**Work instructions:**
(a) Translate this sentence from the passage about needing to look good into Spanish: "Everyone allowed to think whatever they think, without me getting involved."
(b) Resume the passage about needing to look good, picking up after its final line.
--- start of Extract provided ---
You may think the thought, “How will I ever be happy, or be motivated to do a good job, or be successful…unless I believe I need to look good? I’ll go around looking bad right and left, and fail, say stupid things, lose, be disliked…”

Are you sure that is true?

I notice how beautiful the world looks, how safe and intriguing and full of wonder…amazed at the next minute, and the next, without the thought that I have to look like anything.

Without the thought that it is TERRIBLE if someone thinks of me as worthless, incapable, weak, hateful, a poor leader, uncaring, boring, dishonest, stupid, ugly, unsupportive….it is not a brushed off I-Don’t-Care defiant freedom….it is a deep, open, expansive freedom, full of all the feelings, full of joy.

Everyone allowed to think whatever they think, without me getting involved.
--- end of Extract provided ---
--- start of Data rows ---
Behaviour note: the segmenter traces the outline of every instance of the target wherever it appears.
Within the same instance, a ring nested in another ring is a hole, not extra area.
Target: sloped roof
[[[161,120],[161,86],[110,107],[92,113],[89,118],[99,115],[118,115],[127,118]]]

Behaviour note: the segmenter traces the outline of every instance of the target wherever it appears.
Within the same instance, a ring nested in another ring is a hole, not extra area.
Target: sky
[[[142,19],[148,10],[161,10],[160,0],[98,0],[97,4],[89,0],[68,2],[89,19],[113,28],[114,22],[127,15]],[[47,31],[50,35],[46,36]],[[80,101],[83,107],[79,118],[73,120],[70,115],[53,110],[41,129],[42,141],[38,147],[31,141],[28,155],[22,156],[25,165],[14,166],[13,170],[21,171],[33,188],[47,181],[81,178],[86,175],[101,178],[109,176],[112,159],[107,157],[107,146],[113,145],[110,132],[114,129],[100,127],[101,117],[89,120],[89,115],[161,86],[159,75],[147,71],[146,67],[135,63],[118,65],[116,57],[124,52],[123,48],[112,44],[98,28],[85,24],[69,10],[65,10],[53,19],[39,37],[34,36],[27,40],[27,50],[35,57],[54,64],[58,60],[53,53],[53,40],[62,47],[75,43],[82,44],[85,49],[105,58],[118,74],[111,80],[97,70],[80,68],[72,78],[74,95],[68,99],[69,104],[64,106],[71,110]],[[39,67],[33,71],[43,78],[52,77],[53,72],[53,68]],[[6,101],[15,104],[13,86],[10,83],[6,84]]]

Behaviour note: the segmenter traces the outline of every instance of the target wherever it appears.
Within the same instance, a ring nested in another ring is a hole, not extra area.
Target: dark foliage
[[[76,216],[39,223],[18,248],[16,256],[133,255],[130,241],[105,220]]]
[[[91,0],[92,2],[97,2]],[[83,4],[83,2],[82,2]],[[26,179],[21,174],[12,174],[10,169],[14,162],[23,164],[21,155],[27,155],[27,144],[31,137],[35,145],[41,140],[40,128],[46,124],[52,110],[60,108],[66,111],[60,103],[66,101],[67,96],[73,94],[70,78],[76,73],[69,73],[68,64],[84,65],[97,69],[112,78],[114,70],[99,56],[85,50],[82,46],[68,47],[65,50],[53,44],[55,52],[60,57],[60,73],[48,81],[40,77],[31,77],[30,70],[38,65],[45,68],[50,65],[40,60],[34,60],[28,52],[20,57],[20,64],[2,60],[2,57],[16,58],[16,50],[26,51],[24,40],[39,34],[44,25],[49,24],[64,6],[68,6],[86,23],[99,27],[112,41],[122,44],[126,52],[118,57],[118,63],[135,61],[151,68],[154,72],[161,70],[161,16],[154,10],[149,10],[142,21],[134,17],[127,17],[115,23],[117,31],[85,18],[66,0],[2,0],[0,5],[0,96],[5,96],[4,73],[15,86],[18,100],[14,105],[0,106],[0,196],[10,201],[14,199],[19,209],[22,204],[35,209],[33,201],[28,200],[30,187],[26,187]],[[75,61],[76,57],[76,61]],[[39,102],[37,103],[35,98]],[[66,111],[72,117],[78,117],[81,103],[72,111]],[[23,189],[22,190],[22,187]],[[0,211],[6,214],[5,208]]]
--- end of Data rows ---
**Task results:**
(a) Que cada quien pueda pensar lo que piense, sin que yo me involucre.

(b)
“Don’t look for it outside yourself. You are the source of milk. Don’t milk others! There is a milk fountain inside you. Don’t walk around with an empty bucket. You have a channel into the ocean, and yet you ask for water from a little pool. Beg for that love expansion. Meditate only on THAT. The Qur’an says, And He is with you.” ~ Rumi

How would you live your life today, driving your car, walking down the street, at the gym, buying groceries, going to work….without the thought that you ever needed to be better, look good, or generate positive feelings in anyone else at any point in time so far in your life, including now?